## Texte fourni
+++++

Il était clair que sur de grands sujets comme l’économie, la sécurité, l’Europe, vous aviez des gens dits de gauche qui n’étaient d’accord sur rien et des gens dits de droite qui n’étaient plus d’accord sur rien, il était temps de rassembler celles et ceux qui étaient d’accord sur un certain nombre de choses, en recomposant le spectre politique, ce que le candidat Emmanuel Macron a eu l’audace de proposer.

C’est maintenant le programme que nous avons porté qu’il nous faut mettre en œuvre dans l’action, et qui est notre ciment.

Nous avons renouvelé en profondeur, mais il faudra continuer à renouveler, ce qui est tout l’enjeu de la réforme constitutionnelle que nous allons proposer.

Il va falloir aussi trouver des modes de fonctionnement où l’on conserve cette écoute du terrain, ce pour quoi nous organisons beaucoup de rencontres d’échanges, de partage, d’explications…

Mais nous pensons également que le mouvement politique doit aujourd’hui se comporter un peu comme une O.N.G. Pour être concrets: nous avons des collègues qui se sont engagés sans chercher à être élus, mais qui vont s’investir dans des formes concrètes de solidarité ou de tutorat… Tels chefs d’entreprise en retraite proposent bénévolement leur expérience à des jeunes qui s’installent…

Cette mobilisation citoyenne dont nous avons besoin, dans le domaine économique, mais aussi pour le lien social, il faut que le mouvement politique s’emploie à la soutenir. C’est ce en quoi il peut être nouveau, s’affirmer et durer. C’est une grande ambition. L’histoire dira si nous y parviendrons… Mais nous y travaillons.»

+++++

## Données fournies
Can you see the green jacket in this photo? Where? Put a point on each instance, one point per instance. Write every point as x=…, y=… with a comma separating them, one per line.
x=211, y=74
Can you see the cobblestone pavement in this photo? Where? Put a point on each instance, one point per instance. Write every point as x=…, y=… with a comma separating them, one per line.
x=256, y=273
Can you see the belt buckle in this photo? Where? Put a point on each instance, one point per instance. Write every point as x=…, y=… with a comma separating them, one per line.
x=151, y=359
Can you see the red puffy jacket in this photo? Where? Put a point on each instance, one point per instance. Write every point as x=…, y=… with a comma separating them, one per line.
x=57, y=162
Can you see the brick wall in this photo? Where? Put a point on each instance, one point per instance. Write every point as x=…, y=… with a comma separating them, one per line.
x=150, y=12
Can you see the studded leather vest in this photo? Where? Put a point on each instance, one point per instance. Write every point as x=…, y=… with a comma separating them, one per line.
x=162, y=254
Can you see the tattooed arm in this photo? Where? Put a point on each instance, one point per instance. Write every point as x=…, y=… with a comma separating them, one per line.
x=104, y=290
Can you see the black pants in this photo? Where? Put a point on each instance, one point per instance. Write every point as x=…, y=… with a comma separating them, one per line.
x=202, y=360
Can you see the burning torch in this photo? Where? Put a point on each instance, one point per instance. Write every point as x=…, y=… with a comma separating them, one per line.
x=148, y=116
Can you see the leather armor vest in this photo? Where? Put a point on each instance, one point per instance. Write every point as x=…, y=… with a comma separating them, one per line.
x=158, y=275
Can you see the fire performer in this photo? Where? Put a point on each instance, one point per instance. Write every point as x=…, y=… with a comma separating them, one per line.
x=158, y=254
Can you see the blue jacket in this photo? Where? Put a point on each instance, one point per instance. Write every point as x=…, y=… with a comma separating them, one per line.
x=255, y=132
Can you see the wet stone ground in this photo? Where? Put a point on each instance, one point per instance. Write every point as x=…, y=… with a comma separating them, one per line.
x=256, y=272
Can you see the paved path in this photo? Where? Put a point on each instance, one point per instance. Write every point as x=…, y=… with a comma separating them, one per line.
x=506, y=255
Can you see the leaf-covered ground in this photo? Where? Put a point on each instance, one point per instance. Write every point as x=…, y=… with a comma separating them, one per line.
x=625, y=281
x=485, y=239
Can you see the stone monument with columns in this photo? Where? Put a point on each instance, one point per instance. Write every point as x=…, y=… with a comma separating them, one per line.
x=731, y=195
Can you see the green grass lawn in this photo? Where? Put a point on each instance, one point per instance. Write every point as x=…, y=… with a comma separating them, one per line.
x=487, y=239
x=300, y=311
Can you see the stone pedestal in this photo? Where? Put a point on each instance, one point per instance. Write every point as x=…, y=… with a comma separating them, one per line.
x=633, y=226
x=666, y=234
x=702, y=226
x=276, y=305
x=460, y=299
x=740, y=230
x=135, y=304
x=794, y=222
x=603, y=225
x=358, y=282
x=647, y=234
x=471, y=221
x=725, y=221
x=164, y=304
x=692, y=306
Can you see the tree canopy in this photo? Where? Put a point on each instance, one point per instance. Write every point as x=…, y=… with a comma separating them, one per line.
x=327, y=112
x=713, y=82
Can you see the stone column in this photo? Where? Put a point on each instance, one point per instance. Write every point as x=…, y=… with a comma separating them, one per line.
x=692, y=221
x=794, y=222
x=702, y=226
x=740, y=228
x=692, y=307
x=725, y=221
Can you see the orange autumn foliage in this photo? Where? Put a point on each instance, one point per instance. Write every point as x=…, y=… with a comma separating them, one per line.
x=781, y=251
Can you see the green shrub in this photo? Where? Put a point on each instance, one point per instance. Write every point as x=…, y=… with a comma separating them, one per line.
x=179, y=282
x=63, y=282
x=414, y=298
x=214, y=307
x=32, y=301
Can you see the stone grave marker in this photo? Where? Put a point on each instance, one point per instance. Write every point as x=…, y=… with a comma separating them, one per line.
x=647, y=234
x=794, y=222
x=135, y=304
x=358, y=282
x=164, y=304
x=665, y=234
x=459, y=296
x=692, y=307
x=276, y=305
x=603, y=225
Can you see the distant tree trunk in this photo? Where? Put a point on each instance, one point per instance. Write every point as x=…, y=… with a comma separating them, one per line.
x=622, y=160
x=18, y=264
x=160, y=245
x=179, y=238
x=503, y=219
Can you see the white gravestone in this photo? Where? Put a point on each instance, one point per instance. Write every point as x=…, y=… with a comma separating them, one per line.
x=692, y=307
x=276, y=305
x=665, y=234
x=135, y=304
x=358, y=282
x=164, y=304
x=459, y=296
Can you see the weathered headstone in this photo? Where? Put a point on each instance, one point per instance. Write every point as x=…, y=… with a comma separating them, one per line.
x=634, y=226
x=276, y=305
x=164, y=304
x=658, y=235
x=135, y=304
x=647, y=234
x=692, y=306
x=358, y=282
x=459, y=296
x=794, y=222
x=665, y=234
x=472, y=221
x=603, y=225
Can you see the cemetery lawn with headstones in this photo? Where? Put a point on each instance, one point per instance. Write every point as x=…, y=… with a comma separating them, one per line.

+++++

## Consigne
Répondez brièvement à ces questions sur le texte consacré au mouvement politique :
(a) Selon le texte, qui a eu l'audace de proposer la recomposition du spectre politique ?
(b) Quel est tout l'enjeu de la réforme constitutionnelle qui sera proposée ?
(c) Comme quel type d'organisation le mouvement politique doit-il aujourd'hui se comporter un peu ?
Les entrées ne servent pas à cette consigne.

## Résultat
(a) Le candidat Emmanuel Macron.
(b) Continuer à renouveler.
(c) Comme une O.N.G.